[Study text]
——
Surprised by History

This piece was published in the newspaper on August 8, 2020.


History sometimes brings surprises.

The biggest surprise I’ve had on the upside was the sudden end of the Cold War and then collapse of the Soviet Union. The two biggest surprises have been more recent, and both on the downside.

The second biggest of those was that the United States would ever have a President like Donald Trump. His criminality, corruption, and betrayal of the nation go far beyond anything ever seen before in our history. (And as one who has studied, taught, and written about American history, I have no real uncertainty about that statement.)

(Re criminality: Nixon committed several serious violations of the law, but the Nixonian crimes of Watergate are nowhere near as systematic and comprehensive as Trump’s lawlessness.

(We’ve had corrupt administrations before – as under Grant and Harding – but never so much brazen greed-driven corruption in the President himself.

(With regard to betraying the nation, there’s now proof that Richard Nixon, to bolster his chances for being elected President in 1968, committed a treasonous act: secretly sabotaging the American effort to negotiate an end to the Vietnam war.
——
[Information]

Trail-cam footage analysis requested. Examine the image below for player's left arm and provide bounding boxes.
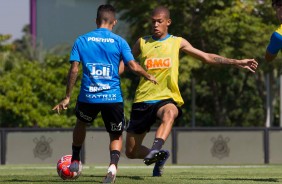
[180,38,258,73]
[52,61,79,113]
[264,32,282,62]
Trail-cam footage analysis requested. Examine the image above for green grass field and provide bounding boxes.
[0,165,282,184]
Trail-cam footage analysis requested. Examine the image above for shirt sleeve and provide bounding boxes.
[70,39,81,62]
[267,32,282,54]
[121,39,134,64]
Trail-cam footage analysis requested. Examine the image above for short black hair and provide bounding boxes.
[272,0,282,6]
[96,4,116,24]
[151,6,170,19]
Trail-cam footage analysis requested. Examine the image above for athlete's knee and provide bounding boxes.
[125,148,136,159]
[162,109,178,121]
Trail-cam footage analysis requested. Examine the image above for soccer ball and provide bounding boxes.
[57,155,82,180]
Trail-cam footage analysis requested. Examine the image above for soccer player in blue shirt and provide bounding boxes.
[265,0,282,61]
[53,5,157,183]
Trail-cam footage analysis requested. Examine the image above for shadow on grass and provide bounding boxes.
[1,175,144,183]
[190,178,279,182]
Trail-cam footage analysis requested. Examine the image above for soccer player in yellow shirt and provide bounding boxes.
[265,0,282,61]
[126,7,258,176]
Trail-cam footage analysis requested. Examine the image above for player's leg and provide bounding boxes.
[152,103,179,176]
[69,102,99,172]
[70,119,86,172]
[125,102,156,159]
[125,132,150,159]
[153,103,178,142]
[101,103,125,183]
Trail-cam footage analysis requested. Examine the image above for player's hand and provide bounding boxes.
[237,59,258,73]
[52,97,70,114]
[147,75,158,84]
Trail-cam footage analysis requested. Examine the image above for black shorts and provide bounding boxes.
[75,101,125,135]
[126,99,182,134]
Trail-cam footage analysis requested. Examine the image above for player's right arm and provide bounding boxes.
[132,38,141,58]
[180,38,258,73]
[52,61,79,114]
[264,32,282,62]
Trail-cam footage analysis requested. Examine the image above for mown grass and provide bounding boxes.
[0,165,282,184]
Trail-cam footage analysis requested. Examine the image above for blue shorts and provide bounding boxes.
[75,101,125,135]
[126,99,182,134]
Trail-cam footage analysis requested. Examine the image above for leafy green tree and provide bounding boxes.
[109,0,277,126]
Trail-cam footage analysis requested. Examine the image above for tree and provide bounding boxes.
[109,0,277,126]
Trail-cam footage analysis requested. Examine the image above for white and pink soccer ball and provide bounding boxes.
[57,155,82,180]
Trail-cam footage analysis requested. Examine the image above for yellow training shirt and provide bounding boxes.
[134,35,184,106]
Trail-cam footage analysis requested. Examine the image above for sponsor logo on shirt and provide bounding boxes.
[89,83,111,92]
[87,37,115,43]
[145,58,171,70]
[79,111,92,121]
[111,122,122,132]
[86,94,117,101]
[87,63,113,79]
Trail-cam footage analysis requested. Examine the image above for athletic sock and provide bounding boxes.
[110,150,120,167]
[152,138,164,150]
[71,145,81,161]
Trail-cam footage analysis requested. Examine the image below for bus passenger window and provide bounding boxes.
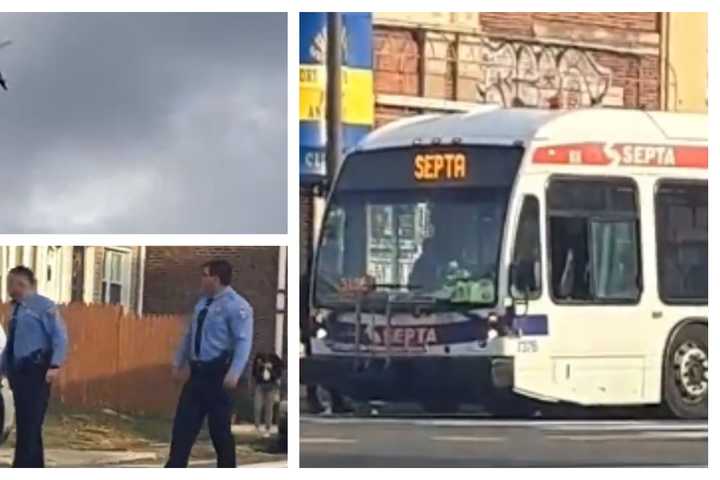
——
[Problem set]
**A.** From the Surprised by History piece, extract the passage starting at "(Re criminality: Nixon" and ending at "as Trump’s lawlessness.", copying it word for word.
**B.** List every person mentioned by name in the Surprised by History piece.

[Solutions for each task]
**A.**
(Re criminality: Nixon committed several serious violations of the law, but the Nixonian crimes of Watergate are nowhere near as systematic and comprehensive as Trump’s lawlessness.

**B.**
- Donald Trump
- Richard Nixon
- Grant
- Harding